Return every entry exactly. Leave nothing out.

Collected data:
========================

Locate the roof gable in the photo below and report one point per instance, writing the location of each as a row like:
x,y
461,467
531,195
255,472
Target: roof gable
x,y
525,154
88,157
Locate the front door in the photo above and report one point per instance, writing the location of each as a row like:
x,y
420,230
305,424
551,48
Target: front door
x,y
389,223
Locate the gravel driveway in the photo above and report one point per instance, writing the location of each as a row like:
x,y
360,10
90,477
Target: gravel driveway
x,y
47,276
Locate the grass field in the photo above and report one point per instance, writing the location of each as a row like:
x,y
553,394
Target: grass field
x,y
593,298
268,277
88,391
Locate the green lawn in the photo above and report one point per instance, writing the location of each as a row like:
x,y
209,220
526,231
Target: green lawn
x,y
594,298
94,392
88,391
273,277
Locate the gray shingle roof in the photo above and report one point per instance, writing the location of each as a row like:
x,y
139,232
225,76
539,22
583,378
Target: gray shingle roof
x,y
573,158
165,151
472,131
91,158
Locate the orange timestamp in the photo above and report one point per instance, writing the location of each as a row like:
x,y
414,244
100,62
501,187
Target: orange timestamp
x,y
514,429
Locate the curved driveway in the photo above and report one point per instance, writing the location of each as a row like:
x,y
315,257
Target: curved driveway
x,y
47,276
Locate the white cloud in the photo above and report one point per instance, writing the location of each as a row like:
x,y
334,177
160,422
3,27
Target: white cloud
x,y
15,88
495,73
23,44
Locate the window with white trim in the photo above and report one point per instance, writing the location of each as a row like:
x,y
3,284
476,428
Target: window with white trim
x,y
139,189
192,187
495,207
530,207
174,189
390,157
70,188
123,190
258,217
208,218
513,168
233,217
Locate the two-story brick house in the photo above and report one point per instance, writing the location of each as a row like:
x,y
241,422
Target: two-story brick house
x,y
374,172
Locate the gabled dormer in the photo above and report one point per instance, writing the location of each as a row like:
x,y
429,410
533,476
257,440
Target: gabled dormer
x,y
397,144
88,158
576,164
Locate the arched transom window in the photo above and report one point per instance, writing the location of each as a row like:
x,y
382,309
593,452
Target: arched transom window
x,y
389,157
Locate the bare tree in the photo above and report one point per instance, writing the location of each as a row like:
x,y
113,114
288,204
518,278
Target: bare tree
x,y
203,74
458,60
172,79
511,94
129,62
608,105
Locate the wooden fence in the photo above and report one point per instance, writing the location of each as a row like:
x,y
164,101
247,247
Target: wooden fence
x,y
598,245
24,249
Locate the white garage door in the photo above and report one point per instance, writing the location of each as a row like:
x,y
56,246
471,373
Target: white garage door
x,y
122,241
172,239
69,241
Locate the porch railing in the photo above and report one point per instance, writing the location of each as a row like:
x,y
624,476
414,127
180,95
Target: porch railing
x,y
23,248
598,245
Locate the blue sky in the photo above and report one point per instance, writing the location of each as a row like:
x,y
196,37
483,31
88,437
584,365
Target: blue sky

========================

Exercise answer:
Locate the roof gable in the photo below and report one point per instance, writing the location of each as a row like:
x,y
461,467
531,195
255,472
Target: roof gable
x,y
525,154
88,157
Locate the front door in the photo above and report one point per instance, writing the location of each as a row like:
x,y
420,230
305,424
551,48
Target: front door
x,y
389,223
Locate the gravel driveway in the photo above and report one point per instance, writing the location of each as a row like:
x,y
360,10
90,477
Target: gravel driveway
x,y
47,276
Locate the grass field in the photo above and report one point per instance, writing the location of each as a row like:
x,y
553,394
Target: grass field
x,y
593,298
268,277
88,391
Locate the green lawn in the photo above and report one point per instance, writing the location of each as a row like:
x,y
209,220
526,231
Target: green lawn
x,y
594,298
94,392
88,391
273,277
Locate the gray shingle roof in the photo above and report one point per instance, writing the location of each as a row like:
x,y
139,232
225,76
539,22
583,378
Target: gray shingle roof
x,y
573,158
165,151
472,131
91,158
Locate the orange timestamp in the photo above and report one point per instance, writing the location of each as a row like:
x,y
414,244
100,62
501,187
Target: orange timestamp
x,y
514,429
Locate the curved driveway in the photo above and report one point per instance, writing the location of each as a row like:
x,y
315,257
Target: curved driveway
x,y
47,276
Locate the white cloud in the photo above and report one point per instance, writing the location of each as a row like:
x,y
334,177
160,422
3,27
Target: white cloud
x,y
15,88
495,73
23,44
Locate the window with white trim in the photo above and report one point per instance, writing the location of each as a row like:
x,y
3,284
476,428
Target: window with white trim
x,y
139,189
192,187
495,207
530,207
174,189
390,157
70,188
123,190
258,217
208,218
513,168
233,217
Locate the two-story brick house in the photo above and report one point per instance, writing the location of each as a row like:
x,y
241,422
Target: two-story brick house
x,y
374,172
Locate the gabled dormer in the photo above and report one point per instance, writing the location of each as a row like:
x,y
429,410
533,476
257,440
Target: gabled dormer
x,y
397,144
88,158
576,164
Locate the arched transom window in the photo above and report one point per instance, writing the location of each as a row like:
x,y
382,309
593,452
Target: arched transom window
x,y
389,157
Locate the bare tree in the photo above and report one point per instance, writing the location of each as a row like:
x,y
113,114
288,204
518,278
Target: bare tree
x,y
203,74
458,60
172,79
511,94
129,62
608,105
Locate the wooden fence in the photo above and report one point per instance, writing the location of each as a row like:
x,y
164,101
247,247
Target: wooden fence
x,y
598,245
24,249
Locate the white garage door in the photo above and report one point per instance, writing the location of each as a row like:
x,y
56,246
471,373
Target: white garage door
x,y
122,241
172,239
69,241
Locate the porch railing in the photo above and report one point per instance, writing the location of each as a row like:
x,y
624,476
414,127
180,95
Target: porch railing
x,y
23,248
598,245
Locate the blue sky in the photo above and report one point per instance, writing the location of each as a row like:
x,y
196,37
483,31
88,437
584,365
Target: blue sky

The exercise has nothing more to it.